Task: What you return must match the records below exactly, apart from the omitted pictures.

Data:
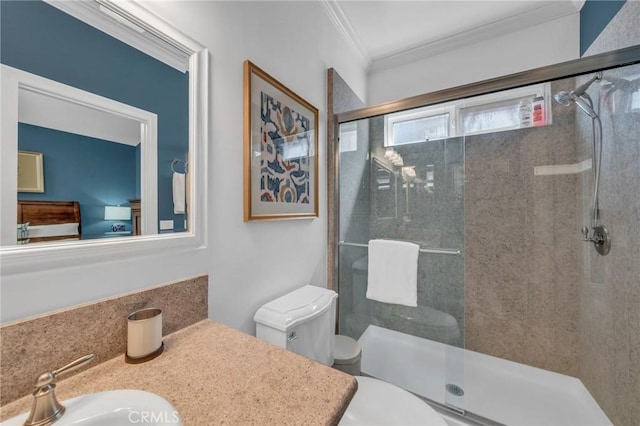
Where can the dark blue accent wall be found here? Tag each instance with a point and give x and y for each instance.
(594, 17)
(91, 171)
(40, 39)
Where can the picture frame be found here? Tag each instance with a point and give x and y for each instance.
(280, 150)
(30, 172)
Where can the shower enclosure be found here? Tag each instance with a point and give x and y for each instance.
(495, 182)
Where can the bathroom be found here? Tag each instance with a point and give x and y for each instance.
(229, 245)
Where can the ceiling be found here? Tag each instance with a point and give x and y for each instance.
(392, 32)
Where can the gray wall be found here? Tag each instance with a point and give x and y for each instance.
(521, 273)
(610, 286)
(610, 292)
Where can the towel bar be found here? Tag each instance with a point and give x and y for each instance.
(450, 252)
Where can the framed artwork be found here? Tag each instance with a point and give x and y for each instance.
(280, 150)
(30, 172)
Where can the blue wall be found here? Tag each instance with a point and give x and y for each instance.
(42, 40)
(107, 172)
(594, 17)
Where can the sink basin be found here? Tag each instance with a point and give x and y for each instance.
(116, 407)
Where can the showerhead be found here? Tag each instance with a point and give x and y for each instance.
(563, 98)
(566, 98)
(580, 90)
(579, 96)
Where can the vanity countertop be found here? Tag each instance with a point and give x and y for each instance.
(213, 374)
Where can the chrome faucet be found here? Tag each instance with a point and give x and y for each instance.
(46, 409)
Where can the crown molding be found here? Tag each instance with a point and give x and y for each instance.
(540, 15)
(343, 25)
(120, 24)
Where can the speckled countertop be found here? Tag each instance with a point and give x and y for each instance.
(213, 374)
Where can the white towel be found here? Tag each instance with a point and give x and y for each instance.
(393, 272)
(178, 193)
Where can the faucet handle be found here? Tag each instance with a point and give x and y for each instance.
(46, 409)
(47, 378)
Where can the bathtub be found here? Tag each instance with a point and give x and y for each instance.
(501, 391)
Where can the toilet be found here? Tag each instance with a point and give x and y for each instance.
(303, 322)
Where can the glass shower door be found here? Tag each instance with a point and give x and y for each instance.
(402, 178)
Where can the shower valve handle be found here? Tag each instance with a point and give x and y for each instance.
(600, 239)
(585, 234)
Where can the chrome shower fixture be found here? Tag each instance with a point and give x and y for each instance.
(566, 98)
(600, 235)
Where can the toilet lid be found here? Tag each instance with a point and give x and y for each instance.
(347, 350)
(380, 403)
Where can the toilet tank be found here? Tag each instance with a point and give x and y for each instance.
(302, 321)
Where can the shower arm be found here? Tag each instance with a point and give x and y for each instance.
(597, 161)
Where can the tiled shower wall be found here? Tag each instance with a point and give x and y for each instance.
(522, 242)
(610, 286)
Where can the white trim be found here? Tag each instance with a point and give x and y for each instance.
(416, 114)
(339, 19)
(143, 31)
(563, 169)
(17, 260)
(537, 16)
(15, 80)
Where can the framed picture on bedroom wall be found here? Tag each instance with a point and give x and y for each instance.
(30, 172)
(280, 150)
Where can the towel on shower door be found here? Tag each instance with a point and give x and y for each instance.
(178, 193)
(393, 272)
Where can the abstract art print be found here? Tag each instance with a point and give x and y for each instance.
(281, 141)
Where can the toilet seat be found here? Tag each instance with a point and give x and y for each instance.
(380, 403)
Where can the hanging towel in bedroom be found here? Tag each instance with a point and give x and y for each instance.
(393, 272)
(178, 193)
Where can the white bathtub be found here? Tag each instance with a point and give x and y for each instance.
(499, 390)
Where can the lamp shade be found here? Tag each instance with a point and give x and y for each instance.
(117, 213)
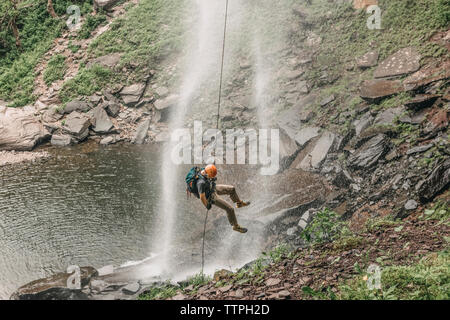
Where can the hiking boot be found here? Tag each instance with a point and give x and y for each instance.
(240, 229)
(241, 204)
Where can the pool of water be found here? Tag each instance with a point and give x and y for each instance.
(85, 205)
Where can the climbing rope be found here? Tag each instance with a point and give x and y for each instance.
(218, 117)
(203, 245)
(221, 67)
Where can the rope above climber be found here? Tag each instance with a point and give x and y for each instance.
(202, 183)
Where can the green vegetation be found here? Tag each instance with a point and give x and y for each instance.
(36, 32)
(87, 81)
(440, 211)
(145, 35)
(55, 70)
(90, 24)
(325, 227)
(376, 224)
(429, 279)
(160, 292)
(404, 23)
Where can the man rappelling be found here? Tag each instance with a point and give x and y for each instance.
(202, 183)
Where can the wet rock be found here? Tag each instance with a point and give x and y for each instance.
(170, 101)
(222, 274)
(306, 134)
(343, 179)
(284, 294)
(375, 90)
(363, 123)
(112, 109)
(76, 105)
(108, 140)
(362, 4)
(437, 181)
(105, 4)
(62, 140)
(327, 100)
(55, 287)
(438, 122)
(306, 115)
(131, 288)
(388, 117)
(132, 94)
(180, 296)
(288, 149)
(272, 282)
(314, 159)
(77, 125)
(292, 75)
(141, 132)
(239, 293)
(162, 92)
(421, 101)
(20, 129)
(109, 61)
(162, 137)
(419, 149)
(427, 75)
(101, 123)
(404, 61)
(411, 205)
(369, 153)
(51, 115)
(370, 59)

Answer to the exercise:
Where can the dark blue accent wall be found here? Tag each instance with a point and give x and y for each instance.
(594, 17)
(91, 171)
(40, 39)
Where can the picture frame be found here? Tag each instance with a point and give x and y for each instance.
(280, 150)
(30, 172)
Where can the shower enclosure be found here? Tag each instance with a point and give x and y for each instance.
(495, 182)
Where can the bathroom be found here? Tag each instance with a point and give x and y for each instance.
(229, 245)
Where can the ceiling be found here? Tag each instance with a point and give x and y for each instance.
(392, 32)
Where can the gray wall be found here? Tag each instance with a point and give x and y for each instance.
(521, 273)
(610, 286)
(610, 292)
Where can the towel bar be found here? Tag each instance with a point and give x and y for each instance.
(450, 252)
Where can the framed artwork be found here? Tag each instance with a point and give x and y for each instance.
(280, 150)
(30, 172)
Where can the blue wall be found here? Tag each instance with a point and give x and y for each instance.
(42, 40)
(107, 172)
(594, 17)
Where can the sink basin be found here? Tag each instance with a point and give x and y for each instance.
(116, 407)
Where can the showerhead be found here? Tag each instance with a point and give x and y for each instance.
(563, 98)
(566, 98)
(580, 90)
(579, 96)
Where can the vanity countertop be found here? Tag each instance with a point and give x and y for each instance.
(213, 374)
Where can the chrome faucet be found here? Tag each instance with a point and give x and y for each instance.
(46, 409)
Where can the crown molding be found here? Tag each instance with a point and give x and y for each instance.
(540, 15)
(343, 25)
(120, 24)
Where can the speckled countertop be found here? Tag each instance with a point and give x and y for each instance.
(213, 374)
Where can the white towel be found here? Tag each instance with a point and give x and y for each instance.
(393, 272)
(178, 193)
Where can the faucet handle be found here? Tag each instance with a point and give x and y for each instance.
(46, 409)
(47, 378)
Where can the bathtub be found here? Tag each instance with a point and give x and y for each instance.
(501, 391)
Where can the toilet be found here? Tag each instance with a point and give x and y for each instance.
(303, 322)
Where can the glass shower door be found here? Tag each instance with a point and give x and y for each instance.
(402, 178)
Where can the shower valve handle be found here? Tag each instance with a point and give x and y for each instance.
(600, 239)
(585, 234)
Where can the chrome shower fixture be found here? Tag each instance with a point and give x and y for each instance.
(566, 98)
(600, 235)
Where can the toilet lid be found here? Tag each instance with a point and give x and y for each instance.
(347, 350)
(380, 403)
Where can the toilet tank be found here? Tag each instance with a point and give x and y for each instance.
(302, 321)
Where can the shower arm be found here? Tag each instance with a point and give x and y for each instance.
(597, 161)
Where can the tiled shower wall be found here? Tag each instance with a point and give x and y for each instance.
(522, 242)
(610, 286)
Where can the white trim be found here? Tag each instance with a point and give x and y for each instance.
(416, 114)
(339, 19)
(143, 31)
(563, 169)
(17, 260)
(537, 16)
(15, 80)
Where can the framed picture on bedroom wall be found here? Tag each instance with a point and give x and y for each instance.
(30, 172)
(280, 150)
Where can the towel on shower door be found here? Tag each instance with a point and give x and y for each instance.
(178, 193)
(393, 272)
Where can the abstract art print be found here? Tag each instance with a point and give x and y for each instance.
(281, 141)
Where can the toilet seat be found here? Tag each instance with a point and give x and y for each instance.
(380, 403)
Where can the hanging towel in bedroom be found here? Tag each instance with a point and give x and y for each instance.
(393, 272)
(178, 193)
Where can the white bathtub be found here? Tag each instance with a point and give x and y for each instance.
(499, 390)
Where can the lamp shade be found here? Tag each instance with a point and give x and y for each instance.
(117, 213)
Where can the hiking boot be found here? Tag each instance with a point and give x and y for each instance.
(240, 229)
(241, 204)
Where can the pool of water be found here? Tag each instance with a point and give x and y for each instance.
(85, 205)
Where can the climbing rope be found here? Tag each instance with a point and give x and y for each instance.
(218, 117)
(203, 245)
(221, 67)
Where can the rope above climber be found here? Tag each instance with a point and give x and y for each instance.
(202, 183)
Where can the green vegetation be found here? Tag each instance with a point and give x and y for each instance.
(36, 32)
(87, 81)
(440, 211)
(145, 35)
(55, 70)
(90, 24)
(325, 227)
(376, 224)
(429, 279)
(160, 292)
(404, 23)
Where can the man rappelling be found here? Tag each instance with a point and give x and y for each instance.
(202, 183)
Where can the wet rock be found here? Tag each instance with a point and give x and y for each instance.
(170, 101)
(222, 274)
(306, 134)
(343, 179)
(284, 294)
(375, 90)
(363, 123)
(112, 109)
(76, 105)
(108, 140)
(362, 4)
(437, 181)
(105, 4)
(62, 140)
(327, 100)
(55, 287)
(438, 122)
(306, 115)
(131, 288)
(388, 117)
(132, 94)
(180, 296)
(288, 149)
(272, 282)
(314, 159)
(77, 125)
(292, 75)
(141, 132)
(239, 293)
(162, 92)
(421, 101)
(20, 129)
(109, 61)
(162, 137)
(419, 149)
(427, 75)
(101, 123)
(404, 61)
(411, 205)
(369, 153)
(51, 115)
(370, 59)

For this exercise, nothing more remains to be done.